◆ **INSTRUCTIONS FOR THE TASK**: Reproduce each line from the records that holds "below".

[Point localization data]

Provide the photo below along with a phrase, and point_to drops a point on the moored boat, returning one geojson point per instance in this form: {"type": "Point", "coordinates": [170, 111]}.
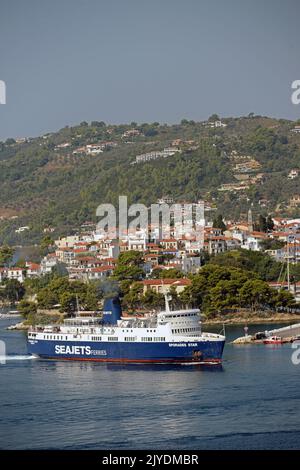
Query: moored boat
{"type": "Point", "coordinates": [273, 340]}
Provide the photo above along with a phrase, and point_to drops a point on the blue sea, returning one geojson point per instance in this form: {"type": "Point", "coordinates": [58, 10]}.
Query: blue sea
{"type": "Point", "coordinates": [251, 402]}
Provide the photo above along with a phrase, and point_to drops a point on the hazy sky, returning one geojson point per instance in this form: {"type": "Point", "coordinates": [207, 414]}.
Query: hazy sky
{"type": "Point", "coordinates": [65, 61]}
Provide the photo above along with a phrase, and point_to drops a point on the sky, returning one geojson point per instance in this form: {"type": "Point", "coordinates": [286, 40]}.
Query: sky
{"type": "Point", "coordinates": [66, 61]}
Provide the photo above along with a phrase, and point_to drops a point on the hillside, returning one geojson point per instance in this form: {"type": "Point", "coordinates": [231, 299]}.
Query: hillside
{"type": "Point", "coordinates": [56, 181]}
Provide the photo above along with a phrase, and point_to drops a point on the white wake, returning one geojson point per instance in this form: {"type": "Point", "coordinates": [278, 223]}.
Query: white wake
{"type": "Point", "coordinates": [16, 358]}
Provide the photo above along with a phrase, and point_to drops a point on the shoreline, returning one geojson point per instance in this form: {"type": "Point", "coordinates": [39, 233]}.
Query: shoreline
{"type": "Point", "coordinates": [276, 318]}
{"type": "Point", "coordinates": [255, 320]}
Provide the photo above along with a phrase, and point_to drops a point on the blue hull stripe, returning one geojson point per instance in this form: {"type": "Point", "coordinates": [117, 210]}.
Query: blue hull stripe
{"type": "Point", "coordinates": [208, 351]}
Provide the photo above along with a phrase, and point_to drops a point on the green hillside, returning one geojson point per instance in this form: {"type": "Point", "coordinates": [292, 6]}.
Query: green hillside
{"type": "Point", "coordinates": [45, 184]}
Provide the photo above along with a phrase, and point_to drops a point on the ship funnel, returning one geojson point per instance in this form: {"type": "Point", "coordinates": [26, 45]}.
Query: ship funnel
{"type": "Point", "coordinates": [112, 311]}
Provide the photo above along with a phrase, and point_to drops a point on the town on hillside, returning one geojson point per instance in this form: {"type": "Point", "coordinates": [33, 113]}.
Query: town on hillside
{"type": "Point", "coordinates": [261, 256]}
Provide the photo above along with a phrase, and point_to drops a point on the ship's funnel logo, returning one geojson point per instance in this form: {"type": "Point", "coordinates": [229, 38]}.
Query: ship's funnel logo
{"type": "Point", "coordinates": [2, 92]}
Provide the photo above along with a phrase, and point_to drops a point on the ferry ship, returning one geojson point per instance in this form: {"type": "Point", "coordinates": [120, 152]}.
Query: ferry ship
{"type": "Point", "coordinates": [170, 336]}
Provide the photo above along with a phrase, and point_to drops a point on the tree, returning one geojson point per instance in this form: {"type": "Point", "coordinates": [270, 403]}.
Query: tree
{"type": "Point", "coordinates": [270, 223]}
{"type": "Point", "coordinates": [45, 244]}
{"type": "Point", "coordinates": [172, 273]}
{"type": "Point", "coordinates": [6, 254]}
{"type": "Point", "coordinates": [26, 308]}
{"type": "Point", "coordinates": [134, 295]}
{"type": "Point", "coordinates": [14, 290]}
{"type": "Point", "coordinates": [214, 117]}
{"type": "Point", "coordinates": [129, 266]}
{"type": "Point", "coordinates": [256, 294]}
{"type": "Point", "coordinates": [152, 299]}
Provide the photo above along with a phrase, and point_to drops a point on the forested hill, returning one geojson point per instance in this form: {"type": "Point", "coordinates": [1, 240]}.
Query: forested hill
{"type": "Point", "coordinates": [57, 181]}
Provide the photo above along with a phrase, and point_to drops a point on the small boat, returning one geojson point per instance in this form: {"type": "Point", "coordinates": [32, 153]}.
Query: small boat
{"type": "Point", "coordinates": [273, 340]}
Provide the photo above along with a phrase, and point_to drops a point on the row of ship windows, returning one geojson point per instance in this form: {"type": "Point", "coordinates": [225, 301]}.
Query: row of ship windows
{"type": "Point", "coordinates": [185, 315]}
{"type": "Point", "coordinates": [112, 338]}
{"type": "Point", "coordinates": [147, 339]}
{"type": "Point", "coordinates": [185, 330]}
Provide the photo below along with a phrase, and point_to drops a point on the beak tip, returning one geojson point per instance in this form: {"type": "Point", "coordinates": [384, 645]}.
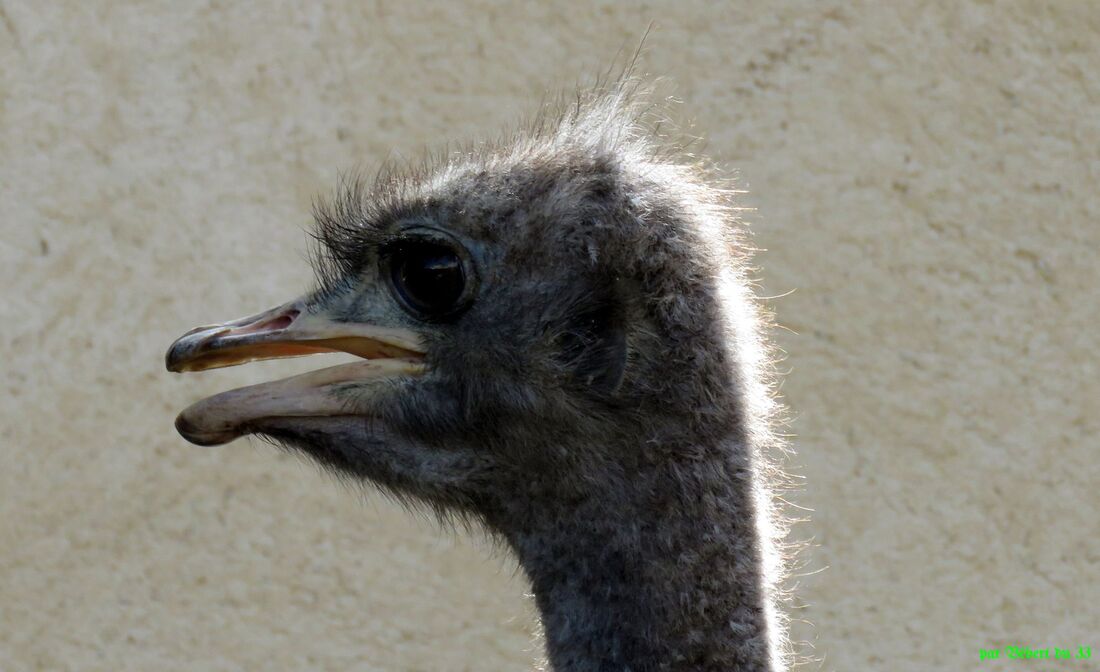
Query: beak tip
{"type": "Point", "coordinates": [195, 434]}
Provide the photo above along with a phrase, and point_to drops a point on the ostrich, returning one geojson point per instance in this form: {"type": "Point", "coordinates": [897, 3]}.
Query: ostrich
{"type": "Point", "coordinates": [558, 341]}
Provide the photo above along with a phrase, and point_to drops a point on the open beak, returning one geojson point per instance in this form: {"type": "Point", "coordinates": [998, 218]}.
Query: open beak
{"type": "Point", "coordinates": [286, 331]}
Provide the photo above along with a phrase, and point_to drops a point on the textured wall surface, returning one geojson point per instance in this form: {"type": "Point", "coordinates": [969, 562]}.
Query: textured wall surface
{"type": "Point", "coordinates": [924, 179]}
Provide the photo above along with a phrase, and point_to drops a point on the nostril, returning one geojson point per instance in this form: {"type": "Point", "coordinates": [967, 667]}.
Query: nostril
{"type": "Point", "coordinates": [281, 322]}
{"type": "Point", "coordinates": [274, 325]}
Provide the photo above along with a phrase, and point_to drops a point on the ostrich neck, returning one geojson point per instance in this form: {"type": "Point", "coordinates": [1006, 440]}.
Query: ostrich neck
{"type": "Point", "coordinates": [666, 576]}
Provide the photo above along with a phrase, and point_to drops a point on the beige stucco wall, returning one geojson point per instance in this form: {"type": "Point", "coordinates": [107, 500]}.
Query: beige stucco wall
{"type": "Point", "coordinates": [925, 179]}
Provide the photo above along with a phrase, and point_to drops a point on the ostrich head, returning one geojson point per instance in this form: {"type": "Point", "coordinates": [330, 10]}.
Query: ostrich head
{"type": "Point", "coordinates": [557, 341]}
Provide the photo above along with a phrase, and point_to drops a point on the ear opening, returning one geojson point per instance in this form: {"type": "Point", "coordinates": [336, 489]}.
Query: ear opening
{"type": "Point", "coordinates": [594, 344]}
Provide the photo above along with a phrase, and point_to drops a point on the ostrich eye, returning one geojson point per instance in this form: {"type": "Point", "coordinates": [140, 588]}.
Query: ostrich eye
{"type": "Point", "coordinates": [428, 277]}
---
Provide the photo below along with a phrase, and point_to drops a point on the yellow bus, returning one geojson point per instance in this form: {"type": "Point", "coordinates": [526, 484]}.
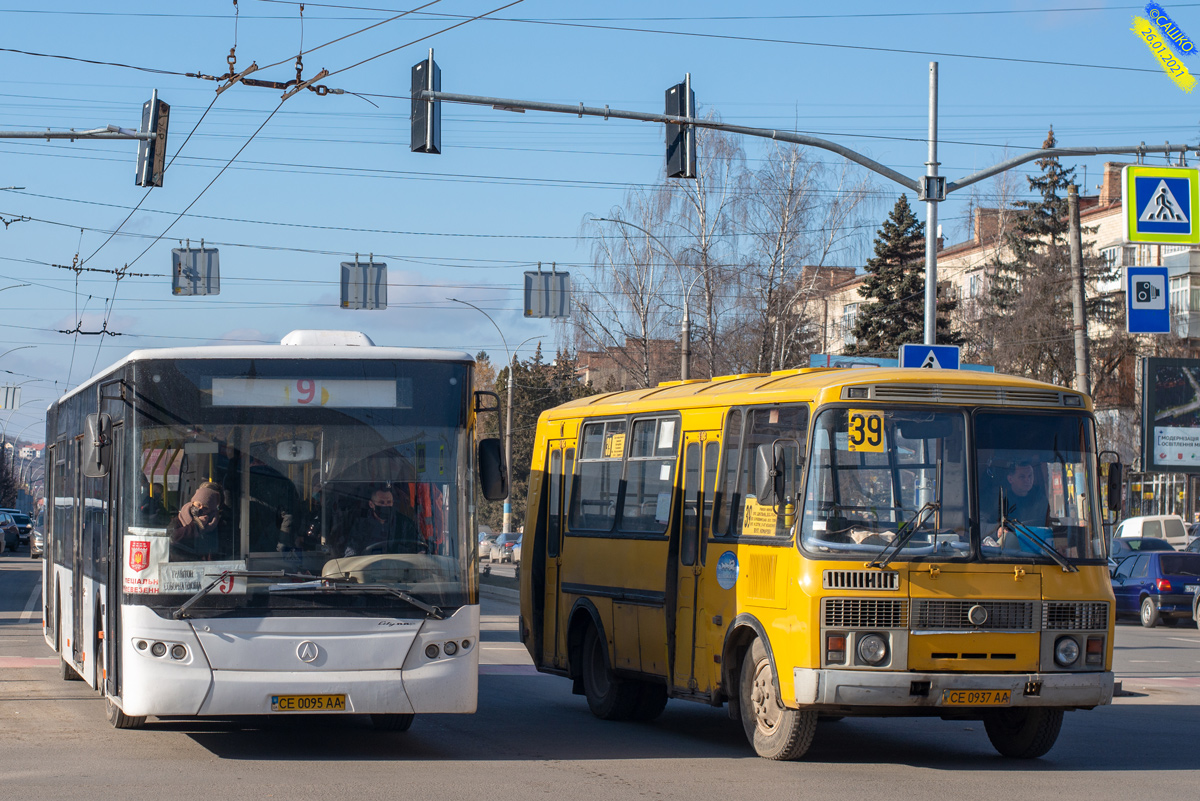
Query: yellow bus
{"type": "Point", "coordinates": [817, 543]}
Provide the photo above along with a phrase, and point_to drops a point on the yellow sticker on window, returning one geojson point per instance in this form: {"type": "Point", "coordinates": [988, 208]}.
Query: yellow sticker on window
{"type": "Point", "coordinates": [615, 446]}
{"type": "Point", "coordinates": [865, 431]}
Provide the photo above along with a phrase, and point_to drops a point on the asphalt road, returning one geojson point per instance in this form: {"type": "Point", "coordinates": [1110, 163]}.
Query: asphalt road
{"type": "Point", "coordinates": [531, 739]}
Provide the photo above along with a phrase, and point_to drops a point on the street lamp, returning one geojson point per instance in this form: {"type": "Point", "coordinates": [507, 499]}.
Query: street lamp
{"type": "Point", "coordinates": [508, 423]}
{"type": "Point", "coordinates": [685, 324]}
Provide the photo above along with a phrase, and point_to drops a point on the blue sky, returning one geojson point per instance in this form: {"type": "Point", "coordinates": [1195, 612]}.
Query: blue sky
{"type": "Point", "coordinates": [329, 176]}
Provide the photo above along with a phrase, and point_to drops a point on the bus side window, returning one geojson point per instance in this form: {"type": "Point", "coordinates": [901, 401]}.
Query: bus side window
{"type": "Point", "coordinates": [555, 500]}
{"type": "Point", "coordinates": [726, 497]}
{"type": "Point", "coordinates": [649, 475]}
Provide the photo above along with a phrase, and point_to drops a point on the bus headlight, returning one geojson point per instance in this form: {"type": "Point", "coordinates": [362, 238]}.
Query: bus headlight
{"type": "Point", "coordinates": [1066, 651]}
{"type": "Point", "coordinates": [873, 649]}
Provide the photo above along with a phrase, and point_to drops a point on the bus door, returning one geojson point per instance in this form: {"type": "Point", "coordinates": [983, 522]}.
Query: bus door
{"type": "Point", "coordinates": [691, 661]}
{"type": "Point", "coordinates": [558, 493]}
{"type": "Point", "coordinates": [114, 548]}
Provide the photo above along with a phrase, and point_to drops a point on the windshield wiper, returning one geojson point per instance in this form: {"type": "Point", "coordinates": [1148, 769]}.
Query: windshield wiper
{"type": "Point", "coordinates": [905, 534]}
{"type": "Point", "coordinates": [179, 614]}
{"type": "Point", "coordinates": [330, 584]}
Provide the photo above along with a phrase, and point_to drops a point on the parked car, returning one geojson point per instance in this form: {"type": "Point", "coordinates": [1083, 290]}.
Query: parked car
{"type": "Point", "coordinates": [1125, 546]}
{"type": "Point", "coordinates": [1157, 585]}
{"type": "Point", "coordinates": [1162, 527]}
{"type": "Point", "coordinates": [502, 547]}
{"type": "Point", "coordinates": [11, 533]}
* * *
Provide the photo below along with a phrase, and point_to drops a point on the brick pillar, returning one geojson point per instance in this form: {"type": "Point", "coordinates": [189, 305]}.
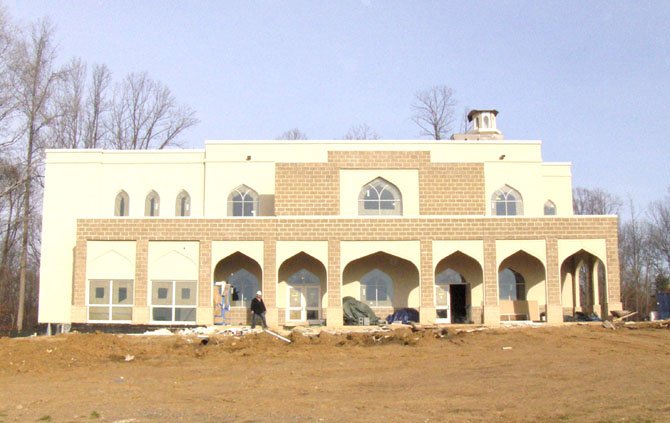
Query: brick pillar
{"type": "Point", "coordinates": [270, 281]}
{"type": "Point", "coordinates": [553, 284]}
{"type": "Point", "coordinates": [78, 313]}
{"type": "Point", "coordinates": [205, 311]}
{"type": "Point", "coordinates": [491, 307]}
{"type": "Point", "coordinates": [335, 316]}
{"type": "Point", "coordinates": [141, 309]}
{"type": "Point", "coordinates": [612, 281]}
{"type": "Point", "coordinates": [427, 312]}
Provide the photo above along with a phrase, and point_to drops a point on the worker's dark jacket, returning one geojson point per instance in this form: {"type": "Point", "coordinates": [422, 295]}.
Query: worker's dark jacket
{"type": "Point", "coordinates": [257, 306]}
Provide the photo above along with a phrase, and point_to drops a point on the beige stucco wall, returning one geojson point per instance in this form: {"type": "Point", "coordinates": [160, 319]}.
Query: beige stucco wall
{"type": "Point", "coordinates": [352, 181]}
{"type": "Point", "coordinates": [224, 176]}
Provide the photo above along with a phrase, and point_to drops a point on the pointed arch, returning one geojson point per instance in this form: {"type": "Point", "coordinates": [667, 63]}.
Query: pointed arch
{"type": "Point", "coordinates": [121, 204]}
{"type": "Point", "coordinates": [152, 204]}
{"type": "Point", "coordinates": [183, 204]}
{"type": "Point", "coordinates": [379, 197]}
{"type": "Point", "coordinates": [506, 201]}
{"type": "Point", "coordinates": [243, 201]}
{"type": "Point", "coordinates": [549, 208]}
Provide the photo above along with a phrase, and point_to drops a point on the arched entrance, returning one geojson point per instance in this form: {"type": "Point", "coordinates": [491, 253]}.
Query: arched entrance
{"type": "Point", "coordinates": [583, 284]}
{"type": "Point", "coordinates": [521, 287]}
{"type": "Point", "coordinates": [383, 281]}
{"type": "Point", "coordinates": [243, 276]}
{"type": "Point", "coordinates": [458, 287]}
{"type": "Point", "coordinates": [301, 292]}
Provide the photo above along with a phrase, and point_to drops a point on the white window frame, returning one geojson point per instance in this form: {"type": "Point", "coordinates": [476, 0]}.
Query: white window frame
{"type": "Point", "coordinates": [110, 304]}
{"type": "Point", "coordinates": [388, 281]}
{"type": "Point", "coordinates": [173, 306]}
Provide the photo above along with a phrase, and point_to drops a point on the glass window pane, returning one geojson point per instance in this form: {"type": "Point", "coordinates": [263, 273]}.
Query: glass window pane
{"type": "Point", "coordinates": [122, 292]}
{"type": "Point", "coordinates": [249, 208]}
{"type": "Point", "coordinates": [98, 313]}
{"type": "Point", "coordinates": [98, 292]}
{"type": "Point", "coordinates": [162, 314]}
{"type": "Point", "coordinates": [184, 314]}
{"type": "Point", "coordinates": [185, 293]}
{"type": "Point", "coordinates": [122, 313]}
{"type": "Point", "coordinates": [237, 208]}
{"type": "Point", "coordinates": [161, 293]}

◆ **YOUR RESPONSE**:
Provide the photo below along with a phrase, and point_to drops a point on the moored boat, returning one geojson point per instance in this form: {"type": "Point", "coordinates": [170, 111]}.
Provide the photo below along with a phrase, and point_to drops a point on the beak tip, returning one geojson point per instance in this form: {"type": "Point", "coordinates": [384, 645]}.
Provide the photo below along with a phrase, and point_to drops a point on the yellow bus, returning one geojson point per instance in this form: {"type": "Point", "coordinates": [526, 484]}.
Provide the photo below along with a phrase, and point_to drops a point on the brick pillar, returning one geojson point per instance in this form: {"type": "Point", "coordinates": [189, 305]}.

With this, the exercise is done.